|The CRYPT Mag|
For generations mankind has been fascinated by predictions of the future. Perhaps the best known is the predictions of the Frenchman "Nostradamus".
While the predictions of Notradamus are famous worldwide, few people know of the Scottish born "Brahan Seer". Perhaps this is not surprising as the seer spent all of his life in the highlands of Scotland and most of his predictions were for the Inverness and Ross-shire areas.
The Brahan Seer, whose real name is Coinneach Odhar (Or in todays English Kenneth Mackenzie). Was reportedly born at Baile-na-Cille, in the Parish of Uig and Island of Lews (Lewis), about the 1650's. Little is known of his early years, until approximately 1675 when he worked as a farm labourer on the Brahan Estate (Hence the name Brahan Seer), seat of the Seaforth chieftains.
It was at this stage of his life the his predictions for the future became ever more famous in the North of Scotland.
It is recorded that he saw into the future by peering through a hole in a curious small bluish-black stone.

* **Request A**:
Extract the passage of the article on the Brahan Seer starting with "The Brahan Seer, whose" and going on through "small bluish-black stone.".
The article on the Brahan Seer and the records are separate, unrelated material.

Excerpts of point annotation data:
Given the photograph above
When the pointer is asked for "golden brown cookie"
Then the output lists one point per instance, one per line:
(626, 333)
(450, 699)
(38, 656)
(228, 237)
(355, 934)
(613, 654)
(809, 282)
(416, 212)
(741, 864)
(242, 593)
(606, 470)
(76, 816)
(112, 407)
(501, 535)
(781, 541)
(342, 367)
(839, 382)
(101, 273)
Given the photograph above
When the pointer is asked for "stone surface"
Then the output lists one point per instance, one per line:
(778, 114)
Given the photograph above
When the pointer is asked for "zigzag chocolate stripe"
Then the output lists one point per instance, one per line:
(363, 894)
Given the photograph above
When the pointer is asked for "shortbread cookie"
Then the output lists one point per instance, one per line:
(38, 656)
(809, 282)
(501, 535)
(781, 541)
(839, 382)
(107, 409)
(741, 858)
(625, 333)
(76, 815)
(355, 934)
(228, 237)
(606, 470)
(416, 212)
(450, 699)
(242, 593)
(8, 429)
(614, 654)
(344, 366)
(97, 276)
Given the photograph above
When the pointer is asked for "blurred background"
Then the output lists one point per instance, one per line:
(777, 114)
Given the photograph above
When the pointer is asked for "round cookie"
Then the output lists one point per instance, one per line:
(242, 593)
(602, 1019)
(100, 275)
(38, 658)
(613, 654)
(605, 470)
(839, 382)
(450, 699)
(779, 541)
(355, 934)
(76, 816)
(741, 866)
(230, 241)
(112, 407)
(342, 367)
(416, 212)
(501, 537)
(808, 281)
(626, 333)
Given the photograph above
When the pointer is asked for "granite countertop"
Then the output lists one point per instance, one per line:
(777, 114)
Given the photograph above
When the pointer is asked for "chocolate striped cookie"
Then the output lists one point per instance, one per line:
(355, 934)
* * *
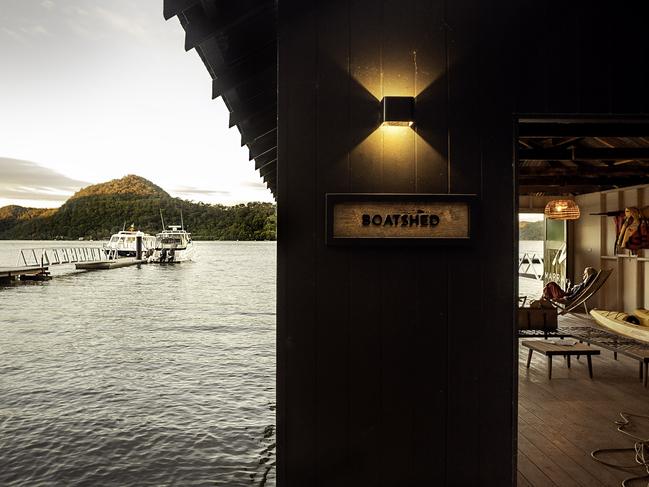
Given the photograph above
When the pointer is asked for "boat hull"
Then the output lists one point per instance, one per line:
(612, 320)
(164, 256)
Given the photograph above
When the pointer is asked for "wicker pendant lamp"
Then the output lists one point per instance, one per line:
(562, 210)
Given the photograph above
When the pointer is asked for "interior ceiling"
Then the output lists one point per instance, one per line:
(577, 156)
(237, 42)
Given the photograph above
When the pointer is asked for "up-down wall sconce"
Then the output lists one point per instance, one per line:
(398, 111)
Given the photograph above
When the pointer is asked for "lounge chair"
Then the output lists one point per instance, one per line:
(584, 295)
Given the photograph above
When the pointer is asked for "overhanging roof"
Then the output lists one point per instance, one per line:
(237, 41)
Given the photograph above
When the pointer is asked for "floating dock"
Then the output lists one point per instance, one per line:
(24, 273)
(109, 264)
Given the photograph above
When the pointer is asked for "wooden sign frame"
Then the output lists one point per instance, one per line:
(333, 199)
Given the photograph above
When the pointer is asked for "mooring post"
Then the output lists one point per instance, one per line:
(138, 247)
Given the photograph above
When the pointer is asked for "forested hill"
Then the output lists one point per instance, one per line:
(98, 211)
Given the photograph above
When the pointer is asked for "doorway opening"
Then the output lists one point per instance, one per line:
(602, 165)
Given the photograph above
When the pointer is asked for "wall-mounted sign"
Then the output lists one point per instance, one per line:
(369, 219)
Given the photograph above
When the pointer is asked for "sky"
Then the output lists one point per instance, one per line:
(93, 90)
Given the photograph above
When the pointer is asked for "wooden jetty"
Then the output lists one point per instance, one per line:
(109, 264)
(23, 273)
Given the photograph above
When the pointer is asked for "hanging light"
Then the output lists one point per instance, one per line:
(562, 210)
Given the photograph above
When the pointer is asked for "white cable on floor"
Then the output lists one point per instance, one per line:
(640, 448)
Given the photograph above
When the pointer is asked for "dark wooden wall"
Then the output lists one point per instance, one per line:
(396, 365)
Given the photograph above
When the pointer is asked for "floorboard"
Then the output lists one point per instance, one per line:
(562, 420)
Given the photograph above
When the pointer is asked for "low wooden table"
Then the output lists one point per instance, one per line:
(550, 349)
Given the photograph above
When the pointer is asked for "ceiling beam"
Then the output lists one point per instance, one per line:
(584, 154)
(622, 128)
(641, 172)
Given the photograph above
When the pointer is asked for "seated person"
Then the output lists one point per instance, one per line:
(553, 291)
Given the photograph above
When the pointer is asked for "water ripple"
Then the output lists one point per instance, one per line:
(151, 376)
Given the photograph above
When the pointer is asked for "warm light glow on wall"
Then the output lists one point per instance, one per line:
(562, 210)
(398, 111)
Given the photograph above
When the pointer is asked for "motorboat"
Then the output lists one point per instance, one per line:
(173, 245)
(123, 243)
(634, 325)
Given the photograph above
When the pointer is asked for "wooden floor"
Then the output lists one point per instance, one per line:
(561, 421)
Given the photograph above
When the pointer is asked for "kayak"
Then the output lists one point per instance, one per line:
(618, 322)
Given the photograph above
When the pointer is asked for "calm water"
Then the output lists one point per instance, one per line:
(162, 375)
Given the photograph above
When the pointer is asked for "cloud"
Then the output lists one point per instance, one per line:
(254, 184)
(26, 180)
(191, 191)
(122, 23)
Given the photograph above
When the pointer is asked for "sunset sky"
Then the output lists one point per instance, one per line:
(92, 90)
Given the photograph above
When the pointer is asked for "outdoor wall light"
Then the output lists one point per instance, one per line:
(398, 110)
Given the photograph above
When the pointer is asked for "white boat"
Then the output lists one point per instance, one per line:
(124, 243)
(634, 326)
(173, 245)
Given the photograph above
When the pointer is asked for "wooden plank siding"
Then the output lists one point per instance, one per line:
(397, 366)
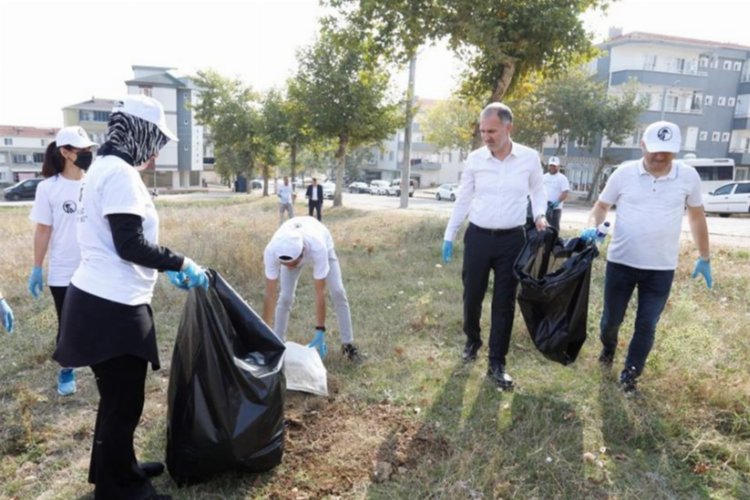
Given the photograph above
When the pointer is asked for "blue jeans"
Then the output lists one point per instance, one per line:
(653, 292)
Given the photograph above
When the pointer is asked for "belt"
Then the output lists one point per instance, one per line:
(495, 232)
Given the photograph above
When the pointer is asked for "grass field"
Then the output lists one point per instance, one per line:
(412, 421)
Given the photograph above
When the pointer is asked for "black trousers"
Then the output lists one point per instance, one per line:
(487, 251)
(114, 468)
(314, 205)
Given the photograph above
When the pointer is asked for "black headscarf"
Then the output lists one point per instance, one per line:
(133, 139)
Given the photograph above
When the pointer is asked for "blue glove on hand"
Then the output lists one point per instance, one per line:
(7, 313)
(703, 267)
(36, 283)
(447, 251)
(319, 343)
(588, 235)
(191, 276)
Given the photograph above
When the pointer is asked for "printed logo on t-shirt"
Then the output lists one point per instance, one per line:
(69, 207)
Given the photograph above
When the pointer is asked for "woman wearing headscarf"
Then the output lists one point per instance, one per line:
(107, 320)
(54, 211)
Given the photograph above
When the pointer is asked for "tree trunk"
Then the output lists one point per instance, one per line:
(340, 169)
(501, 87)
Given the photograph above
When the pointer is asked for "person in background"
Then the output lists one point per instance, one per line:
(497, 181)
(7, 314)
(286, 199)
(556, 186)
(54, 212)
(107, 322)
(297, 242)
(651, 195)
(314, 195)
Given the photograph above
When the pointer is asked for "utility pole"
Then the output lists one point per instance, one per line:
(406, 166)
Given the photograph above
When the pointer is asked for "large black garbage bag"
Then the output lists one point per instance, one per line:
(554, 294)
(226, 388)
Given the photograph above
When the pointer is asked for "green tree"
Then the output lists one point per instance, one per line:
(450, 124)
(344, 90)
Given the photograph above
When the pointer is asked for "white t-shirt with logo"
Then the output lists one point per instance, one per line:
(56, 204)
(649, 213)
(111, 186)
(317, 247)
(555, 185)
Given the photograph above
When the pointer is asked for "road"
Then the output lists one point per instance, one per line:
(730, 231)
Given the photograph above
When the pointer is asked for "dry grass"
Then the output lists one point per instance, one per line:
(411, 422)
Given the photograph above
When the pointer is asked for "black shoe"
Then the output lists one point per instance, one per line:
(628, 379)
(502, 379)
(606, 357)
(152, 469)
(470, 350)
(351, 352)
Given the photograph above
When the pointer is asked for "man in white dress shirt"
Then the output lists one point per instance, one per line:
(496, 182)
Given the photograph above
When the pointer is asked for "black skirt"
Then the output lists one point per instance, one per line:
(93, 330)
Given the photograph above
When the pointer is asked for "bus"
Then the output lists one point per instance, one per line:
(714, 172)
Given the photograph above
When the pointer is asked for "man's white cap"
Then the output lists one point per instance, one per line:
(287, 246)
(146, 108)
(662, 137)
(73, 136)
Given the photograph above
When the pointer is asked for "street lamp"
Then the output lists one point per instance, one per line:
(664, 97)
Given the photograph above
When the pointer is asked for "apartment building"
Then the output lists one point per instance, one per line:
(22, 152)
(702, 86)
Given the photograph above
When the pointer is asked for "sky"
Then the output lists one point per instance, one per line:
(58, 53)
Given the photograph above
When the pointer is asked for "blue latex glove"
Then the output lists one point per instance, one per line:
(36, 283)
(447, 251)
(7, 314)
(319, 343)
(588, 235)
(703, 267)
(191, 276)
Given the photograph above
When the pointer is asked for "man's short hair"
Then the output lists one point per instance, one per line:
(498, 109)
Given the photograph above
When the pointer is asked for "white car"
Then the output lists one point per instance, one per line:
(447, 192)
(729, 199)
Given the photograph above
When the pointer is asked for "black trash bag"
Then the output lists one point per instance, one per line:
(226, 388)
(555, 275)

* **Request B**:
Pick out every line of the records that contains the word "light".

* **Full response A**:
The Brahan Seer, whose real name is Coinneach Odhar (Or in todays English Kenneth Mackenzie). Was reportedly born at Baile-na-Cille, in the Parish of Uig and Island of Lews (Lewis), about the 1650's. Little is known of his early years, until approximately 1675 when he worked as a farm labourer on the Brahan Estate (Hence the name Brahan Seer), seat of the Seaforth chieftains.
It was at this stage of his life the his predictions for the future became ever more famous in the North of Scotland.
It is recorded that he saw into the future by peering through a hole in a curious small bluish-black stone.

* **Full response B**:
When the pointer is asked for "hanging light"
When the pointer is asked for "warm light glow on wall"
When the pointer is asked for "outdoor wall light"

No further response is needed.